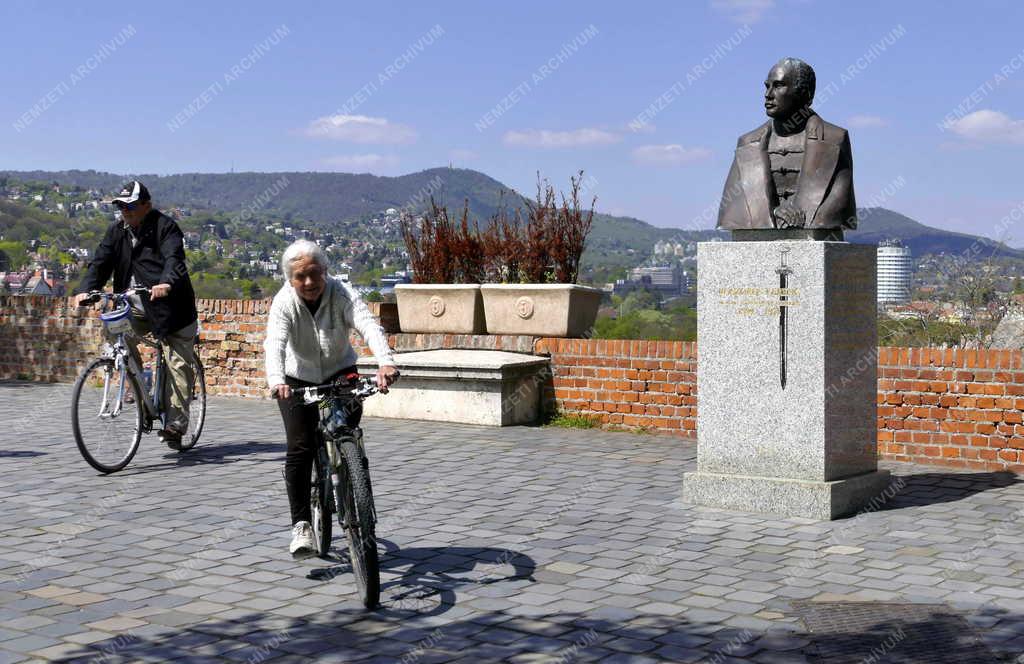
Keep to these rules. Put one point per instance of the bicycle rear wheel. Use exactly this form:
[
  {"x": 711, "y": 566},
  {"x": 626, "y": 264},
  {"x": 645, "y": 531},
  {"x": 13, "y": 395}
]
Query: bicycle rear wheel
[
  {"x": 359, "y": 528},
  {"x": 320, "y": 504},
  {"x": 197, "y": 407},
  {"x": 107, "y": 427}
]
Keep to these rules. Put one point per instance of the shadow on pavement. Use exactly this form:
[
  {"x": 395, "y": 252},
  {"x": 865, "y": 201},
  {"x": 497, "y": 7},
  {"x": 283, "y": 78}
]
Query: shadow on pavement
[
  {"x": 430, "y": 576},
  {"x": 608, "y": 634},
  {"x": 932, "y": 488},
  {"x": 211, "y": 454}
]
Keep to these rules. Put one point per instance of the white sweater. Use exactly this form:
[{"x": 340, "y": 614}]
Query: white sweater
[{"x": 314, "y": 347}]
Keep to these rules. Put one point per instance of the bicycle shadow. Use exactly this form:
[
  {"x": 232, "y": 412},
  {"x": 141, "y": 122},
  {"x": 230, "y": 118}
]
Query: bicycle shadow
[
  {"x": 429, "y": 576},
  {"x": 209, "y": 455}
]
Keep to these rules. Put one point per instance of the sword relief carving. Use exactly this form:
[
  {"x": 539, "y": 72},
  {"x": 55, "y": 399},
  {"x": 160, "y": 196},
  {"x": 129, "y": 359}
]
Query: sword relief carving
[{"x": 783, "y": 273}]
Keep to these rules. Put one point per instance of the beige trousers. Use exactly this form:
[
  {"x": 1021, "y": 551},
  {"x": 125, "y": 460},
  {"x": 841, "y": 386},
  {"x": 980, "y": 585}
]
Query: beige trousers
[{"x": 178, "y": 353}]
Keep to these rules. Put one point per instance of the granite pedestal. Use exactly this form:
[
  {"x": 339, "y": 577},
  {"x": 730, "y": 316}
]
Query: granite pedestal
[{"x": 786, "y": 403}]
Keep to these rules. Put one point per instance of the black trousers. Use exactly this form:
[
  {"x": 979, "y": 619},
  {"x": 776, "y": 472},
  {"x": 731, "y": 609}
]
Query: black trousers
[{"x": 300, "y": 429}]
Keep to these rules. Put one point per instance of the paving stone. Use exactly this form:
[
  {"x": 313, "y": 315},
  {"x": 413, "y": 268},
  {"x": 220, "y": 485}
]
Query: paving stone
[{"x": 602, "y": 543}]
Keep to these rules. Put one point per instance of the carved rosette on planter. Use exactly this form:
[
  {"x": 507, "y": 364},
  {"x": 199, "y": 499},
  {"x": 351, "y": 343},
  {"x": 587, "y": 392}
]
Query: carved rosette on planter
[
  {"x": 453, "y": 308},
  {"x": 541, "y": 309}
]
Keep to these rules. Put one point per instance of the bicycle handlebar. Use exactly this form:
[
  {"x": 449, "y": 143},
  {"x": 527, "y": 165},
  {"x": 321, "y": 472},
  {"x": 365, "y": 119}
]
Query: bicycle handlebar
[
  {"x": 360, "y": 389},
  {"x": 95, "y": 296}
]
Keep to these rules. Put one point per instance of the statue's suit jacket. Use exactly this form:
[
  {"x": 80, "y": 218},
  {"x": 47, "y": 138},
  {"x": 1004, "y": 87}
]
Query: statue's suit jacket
[{"x": 824, "y": 188}]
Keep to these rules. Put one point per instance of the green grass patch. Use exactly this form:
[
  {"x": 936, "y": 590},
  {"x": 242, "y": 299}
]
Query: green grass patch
[{"x": 572, "y": 420}]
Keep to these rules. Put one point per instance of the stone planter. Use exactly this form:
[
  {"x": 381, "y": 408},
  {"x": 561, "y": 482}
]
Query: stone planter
[
  {"x": 455, "y": 308},
  {"x": 541, "y": 309}
]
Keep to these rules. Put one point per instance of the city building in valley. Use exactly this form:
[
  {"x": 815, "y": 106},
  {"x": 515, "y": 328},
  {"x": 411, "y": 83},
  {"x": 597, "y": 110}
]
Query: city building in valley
[{"x": 895, "y": 268}]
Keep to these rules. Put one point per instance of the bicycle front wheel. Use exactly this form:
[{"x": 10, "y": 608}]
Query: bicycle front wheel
[
  {"x": 197, "y": 407},
  {"x": 107, "y": 415},
  {"x": 359, "y": 528}
]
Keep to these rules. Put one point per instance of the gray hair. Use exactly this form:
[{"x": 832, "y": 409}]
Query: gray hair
[
  {"x": 297, "y": 250},
  {"x": 803, "y": 75}
]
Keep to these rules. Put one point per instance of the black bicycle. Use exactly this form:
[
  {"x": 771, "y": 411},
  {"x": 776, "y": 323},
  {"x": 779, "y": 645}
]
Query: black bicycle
[
  {"x": 114, "y": 402},
  {"x": 341, "y": 476}
]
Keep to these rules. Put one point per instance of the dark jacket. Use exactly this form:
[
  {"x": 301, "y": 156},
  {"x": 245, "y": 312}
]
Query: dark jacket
[
  {"x": 158, "y": 258},
  {"x": 824, "y": 189}
]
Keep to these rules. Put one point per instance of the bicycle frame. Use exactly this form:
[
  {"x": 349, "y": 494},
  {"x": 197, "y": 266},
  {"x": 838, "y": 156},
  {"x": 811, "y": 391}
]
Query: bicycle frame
[
  {"x": 333, "y": 425},
  {"x": 124, "y": 361}
]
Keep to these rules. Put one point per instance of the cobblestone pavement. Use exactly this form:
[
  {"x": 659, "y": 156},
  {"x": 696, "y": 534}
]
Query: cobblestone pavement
[{"x": 502, "y": 545}]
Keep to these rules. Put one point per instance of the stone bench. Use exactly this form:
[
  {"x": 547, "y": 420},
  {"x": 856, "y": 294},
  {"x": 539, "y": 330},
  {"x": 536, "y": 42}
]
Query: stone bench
[{"x": 492, "y": 387}]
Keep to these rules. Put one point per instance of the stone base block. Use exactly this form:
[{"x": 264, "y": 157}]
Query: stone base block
[
  {"x": 491, "y": 387},
  {"x": 819, "y": 500}
]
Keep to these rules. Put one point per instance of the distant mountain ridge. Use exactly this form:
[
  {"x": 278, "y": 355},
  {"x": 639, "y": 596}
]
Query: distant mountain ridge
[{"x": 326, "y": 198}]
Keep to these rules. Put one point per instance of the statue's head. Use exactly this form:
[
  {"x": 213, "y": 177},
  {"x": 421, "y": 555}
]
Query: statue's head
[{"x": 788, "y": 88}]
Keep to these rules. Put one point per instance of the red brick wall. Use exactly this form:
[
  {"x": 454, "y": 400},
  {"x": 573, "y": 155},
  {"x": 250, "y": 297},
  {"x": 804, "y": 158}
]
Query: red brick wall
[
  {"x": 951, "y": 407},
  {"x": 650, "y": 384},
  {"x": 955, "y": 408}
]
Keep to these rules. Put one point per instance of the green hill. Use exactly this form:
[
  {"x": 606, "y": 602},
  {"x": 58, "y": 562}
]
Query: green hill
[{"x": 326, "y": 199}]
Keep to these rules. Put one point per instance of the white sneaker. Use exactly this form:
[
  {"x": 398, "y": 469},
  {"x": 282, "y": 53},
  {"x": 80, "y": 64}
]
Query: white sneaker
[{"x": 302, "y": 541}]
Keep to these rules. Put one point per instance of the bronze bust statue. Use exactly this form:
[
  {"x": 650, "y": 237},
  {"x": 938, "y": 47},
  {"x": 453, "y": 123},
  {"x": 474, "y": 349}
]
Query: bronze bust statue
[{"x": 796, "y": 170}]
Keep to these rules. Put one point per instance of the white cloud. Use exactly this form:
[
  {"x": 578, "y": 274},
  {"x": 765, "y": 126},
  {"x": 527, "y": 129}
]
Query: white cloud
[
  {"x": 371, "y": 163},
  {"x": 546, "y": 138},
  {"x": 361, "y": 129},
  {"x": 988, "y": 126},
  {"x": 744, "y": 11},
  {"x": 866, "y": 122},
  {"x": 672, "y": 155}
]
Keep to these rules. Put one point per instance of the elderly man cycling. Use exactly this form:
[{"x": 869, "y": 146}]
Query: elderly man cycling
[{"x": 307, "y": 344}]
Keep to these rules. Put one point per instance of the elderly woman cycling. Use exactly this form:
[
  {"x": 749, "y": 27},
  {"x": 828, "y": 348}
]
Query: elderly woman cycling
[{"x": 307, "y": 344}]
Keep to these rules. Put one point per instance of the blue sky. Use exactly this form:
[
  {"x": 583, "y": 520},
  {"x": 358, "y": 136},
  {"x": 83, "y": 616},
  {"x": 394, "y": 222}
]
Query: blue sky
[{"x": 647, "y": 97}]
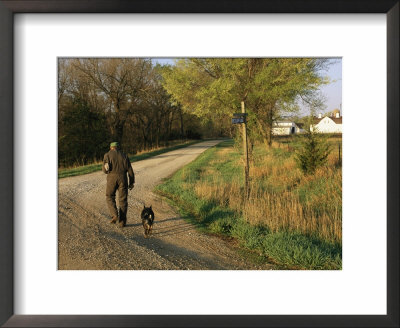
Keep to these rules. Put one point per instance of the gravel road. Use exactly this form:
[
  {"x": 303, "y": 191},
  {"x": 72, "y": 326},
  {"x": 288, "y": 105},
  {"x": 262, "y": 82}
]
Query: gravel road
[{"x": 87, "y": 241}]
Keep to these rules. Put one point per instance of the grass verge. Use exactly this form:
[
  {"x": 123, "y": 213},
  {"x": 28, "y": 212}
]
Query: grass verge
[
  {"x": 80, "y": 170},
  {"x": 283, "y": 221}
]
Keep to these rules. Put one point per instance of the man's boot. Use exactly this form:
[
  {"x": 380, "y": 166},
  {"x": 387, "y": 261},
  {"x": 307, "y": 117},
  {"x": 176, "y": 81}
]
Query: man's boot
[{"x": 122, "y": 219}]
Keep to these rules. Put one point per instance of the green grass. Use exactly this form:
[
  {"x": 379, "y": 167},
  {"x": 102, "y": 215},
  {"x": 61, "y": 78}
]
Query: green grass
[
  {"x": 86, "y": 169},
  {"x": 287, "y": 249}
]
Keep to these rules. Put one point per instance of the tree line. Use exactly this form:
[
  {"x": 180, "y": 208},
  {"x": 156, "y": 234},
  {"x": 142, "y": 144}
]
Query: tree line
[
  {"x": 270, "y": 88},
  {"x": 142, "y": 105},
  {"x": 116, "y": 99}
]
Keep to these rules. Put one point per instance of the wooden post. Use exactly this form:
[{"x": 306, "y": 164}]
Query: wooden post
[{"x": 246, "y": 154}]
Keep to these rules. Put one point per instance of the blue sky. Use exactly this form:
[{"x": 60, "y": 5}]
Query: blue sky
[{"x": 332, "y": 91}]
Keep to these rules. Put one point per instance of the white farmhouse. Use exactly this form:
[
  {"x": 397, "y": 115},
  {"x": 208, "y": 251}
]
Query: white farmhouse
[
  {"x": 328, "y": 124},
  {"x": 285, "y": 128}
]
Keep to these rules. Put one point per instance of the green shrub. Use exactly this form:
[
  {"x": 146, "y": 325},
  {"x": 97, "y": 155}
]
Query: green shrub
[{"x": 313, "y": 152}]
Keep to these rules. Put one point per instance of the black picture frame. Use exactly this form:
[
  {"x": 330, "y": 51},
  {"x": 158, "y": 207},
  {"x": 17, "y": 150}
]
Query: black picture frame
[{"x": 10, "y": 7}]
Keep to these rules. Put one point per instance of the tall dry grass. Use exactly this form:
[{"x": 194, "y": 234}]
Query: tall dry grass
[{"x": 281, "y": 197}]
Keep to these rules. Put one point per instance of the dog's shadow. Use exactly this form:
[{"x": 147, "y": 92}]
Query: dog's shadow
[{"x": 133, "y": 224}]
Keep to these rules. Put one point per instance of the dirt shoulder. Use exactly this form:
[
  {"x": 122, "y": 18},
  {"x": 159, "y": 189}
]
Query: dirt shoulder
[{"x": 88, "y": 241}]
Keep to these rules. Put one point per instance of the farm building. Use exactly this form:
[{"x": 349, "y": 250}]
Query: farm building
[
  {"x": 328, "y": 124},
  {"x": 286, "y": 127}
]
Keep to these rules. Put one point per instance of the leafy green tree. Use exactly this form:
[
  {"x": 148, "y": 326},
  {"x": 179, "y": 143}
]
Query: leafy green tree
[
  {"x": 269, "y": 87},
  {"x": 84, "y": 135}
]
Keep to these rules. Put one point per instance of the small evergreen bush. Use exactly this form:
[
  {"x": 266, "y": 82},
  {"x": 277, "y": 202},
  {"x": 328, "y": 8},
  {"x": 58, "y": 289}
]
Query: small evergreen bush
[{"x": 313, "y": 153}]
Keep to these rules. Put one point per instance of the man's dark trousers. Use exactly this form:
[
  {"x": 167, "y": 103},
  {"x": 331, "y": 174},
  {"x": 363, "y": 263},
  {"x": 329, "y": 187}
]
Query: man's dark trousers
[{"x": 117, "y": 182}]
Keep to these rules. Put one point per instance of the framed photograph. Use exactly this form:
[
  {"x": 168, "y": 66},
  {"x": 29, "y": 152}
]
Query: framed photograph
[{"x": 46, "y": 280}]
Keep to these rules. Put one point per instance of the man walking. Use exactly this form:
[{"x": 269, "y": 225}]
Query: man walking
[{"x": 116, "y": 165}]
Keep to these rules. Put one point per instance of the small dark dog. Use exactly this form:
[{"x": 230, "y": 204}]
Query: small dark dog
[{"x": 147, "y": 220}]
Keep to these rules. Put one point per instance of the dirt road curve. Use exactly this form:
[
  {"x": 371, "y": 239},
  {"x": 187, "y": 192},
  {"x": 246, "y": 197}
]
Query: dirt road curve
[{"x": 87, "y": 241}]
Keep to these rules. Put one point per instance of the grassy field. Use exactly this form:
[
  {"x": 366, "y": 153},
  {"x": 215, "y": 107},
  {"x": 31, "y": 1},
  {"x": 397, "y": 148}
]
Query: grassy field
[
  {"x": 290, "y": 219},
  {"x": 80, "y": 170}
]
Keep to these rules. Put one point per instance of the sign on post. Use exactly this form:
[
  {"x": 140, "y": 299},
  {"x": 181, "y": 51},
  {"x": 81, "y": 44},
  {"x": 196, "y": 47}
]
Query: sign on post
[{"x": 239, "y": 118}]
------------------------------------------------
* [Goal] What are the lines from the one with "of the grassy" through the last line of the records above? Quote them exactly and add nothing.

* [Final result]
Keep to these rules. Put one point per instance of the grassy field. Use exactly this form:
[
  {"x": 366, "y": 153},
  {"x": 215, "y": 107},
  {"x": 31, "y": 1},
  {"x": 397, "y": 148}
]
Query: grassy field
[
  {"x": 290, "y": 219},
  {"x": 80, "y": 170}
]
Keep to these rules. Put one point per instance of the sign on post. Use exactly this form:
[
  {"x": 140, "y": 299},
  {"x": 181, "y": 51},
  {"x": 81, "y": 44},
  {"x": 196, "y": 47}
]
Query: sign on post
[{"x": 239, "y": 118}]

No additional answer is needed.